### Activity
Copy the data exactly.

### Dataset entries
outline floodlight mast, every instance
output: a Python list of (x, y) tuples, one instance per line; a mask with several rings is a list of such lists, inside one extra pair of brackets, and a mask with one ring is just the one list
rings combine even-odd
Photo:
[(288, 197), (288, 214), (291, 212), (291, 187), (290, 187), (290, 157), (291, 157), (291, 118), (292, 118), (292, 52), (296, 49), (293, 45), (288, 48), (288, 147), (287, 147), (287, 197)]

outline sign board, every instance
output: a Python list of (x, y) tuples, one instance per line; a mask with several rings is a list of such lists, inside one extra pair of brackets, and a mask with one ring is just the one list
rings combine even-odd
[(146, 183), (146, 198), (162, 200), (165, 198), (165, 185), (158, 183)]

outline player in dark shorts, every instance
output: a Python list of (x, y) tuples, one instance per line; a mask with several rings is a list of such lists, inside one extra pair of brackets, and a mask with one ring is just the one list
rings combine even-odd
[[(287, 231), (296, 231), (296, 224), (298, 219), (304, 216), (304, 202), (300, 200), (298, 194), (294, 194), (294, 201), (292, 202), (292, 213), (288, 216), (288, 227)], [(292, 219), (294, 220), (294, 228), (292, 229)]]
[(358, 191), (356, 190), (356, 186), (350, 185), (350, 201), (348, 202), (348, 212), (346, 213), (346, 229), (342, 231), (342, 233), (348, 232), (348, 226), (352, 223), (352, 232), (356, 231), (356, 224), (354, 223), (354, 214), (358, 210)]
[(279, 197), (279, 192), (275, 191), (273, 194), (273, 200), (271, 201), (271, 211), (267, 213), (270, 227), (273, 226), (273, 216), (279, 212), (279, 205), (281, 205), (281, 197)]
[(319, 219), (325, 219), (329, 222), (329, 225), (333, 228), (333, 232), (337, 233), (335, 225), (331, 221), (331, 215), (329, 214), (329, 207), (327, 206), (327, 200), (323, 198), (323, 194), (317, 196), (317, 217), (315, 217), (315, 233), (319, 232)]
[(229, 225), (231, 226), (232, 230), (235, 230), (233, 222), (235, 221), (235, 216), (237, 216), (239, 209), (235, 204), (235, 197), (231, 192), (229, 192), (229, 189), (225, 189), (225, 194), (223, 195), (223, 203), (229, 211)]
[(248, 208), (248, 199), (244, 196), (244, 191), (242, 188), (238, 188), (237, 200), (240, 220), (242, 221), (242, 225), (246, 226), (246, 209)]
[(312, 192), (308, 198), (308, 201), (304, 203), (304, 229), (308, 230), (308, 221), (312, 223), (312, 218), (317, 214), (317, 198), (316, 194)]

### Solution for this problem
outline floodlight mast, every instance
output: a Python list of (x, y) tuples, one instance per line; a mask with several rings is a list of such lists, inside one extra pair of brackets, and a mask with one ring is just the one list
rings combine even-odd
Photo:
[(288, 197), (288, 214), (291, 212), (291, 187), (290, 187), (290, 157), (291, 157), (291, 118), (292, 118), (292, 52), (296, 49), (293, 45), (288, 48), (288, 147), (287, 147), (287, 197)]

outline sign board, every instance
output: a Python list of (x, y) tuples, one instance per line; a mask with several rings is a list of such lists, inside one extra pair of brackets, and a mask with one ring is just the one list
rings combine even-odd
[(146, 183), (146, 198), (162, 200), (165, 198), (165, 185), (158, 183)]

outline player in dark shorts, every instance
output: a Python list of (x, y) tuples, one instance per line; a mask with several rings is a list of such lists, inside one extra pair of brackets, and a mask with one ring is just the one list
rings combine even-odd
[[(287, 231), (296, 231), (296, 224), (298, 219), (304, 216), (304, 202), (300, 200), (298, 194), (294, 194), (294, 201), (292, 202), (292, 213), (288, 216), (288, 227)], [(292, 219), (294, 220), (294, 228), (292, 229)]]
[(358, 191), (356, 190), (356, 186), (350, 185), (350, 201), (348, 202), (348, 212), (346, 213), (346, 229), (342, 231), (342, 233), (348, 232), (348, 226), (352, 223), (352, 232), (356, 231), (356, 224), (354, 223), (354, 214), (358, 210)]
[(279, 197), (279, 192), (275, 191), (273, 194), (273, 200), (271, 201), (271, 211), (267, 213), (270, 227), (273, 226), (273, 216), (279, 212), (279, 205), (281, 205), (281, 197)]
[(319, 219), (325, 219), (329, 222), (329, 225), (333, 228), (333, 232), (337, 233), (335, 225), (331, 221), (331, 215), (329, 214), (329, 207), (327, 206), (327, 200), (323, 198), (323, 194), (317, 196), (317, 217), (315, 217), (315, 233), (319, 232)]
[(229, 225), (231, 226), (232, 230), (235, 230), (233, 222), (235, 221), (235, 216), (237, 216), (239, 209), (235, 204), (235, 197), (231, 192), (229, 192), (229, 189), (225, 189), (225, 194), (223, 195), (223, 203), (229, 211)]
[(248, 208), (248, 199), (244, 196), (244, 191), (242, 188), (238, 188), (237, 200), (240, 220), (242, 221), (242, 225), (246, 226), (246, 209)]
[(312, 192), (308, 198), (308, 201), (304, 203), (304, 229), (308, 230), (308, 221), (312, 223), (312, 218), (317, 214), (317, 198), (316, 194)]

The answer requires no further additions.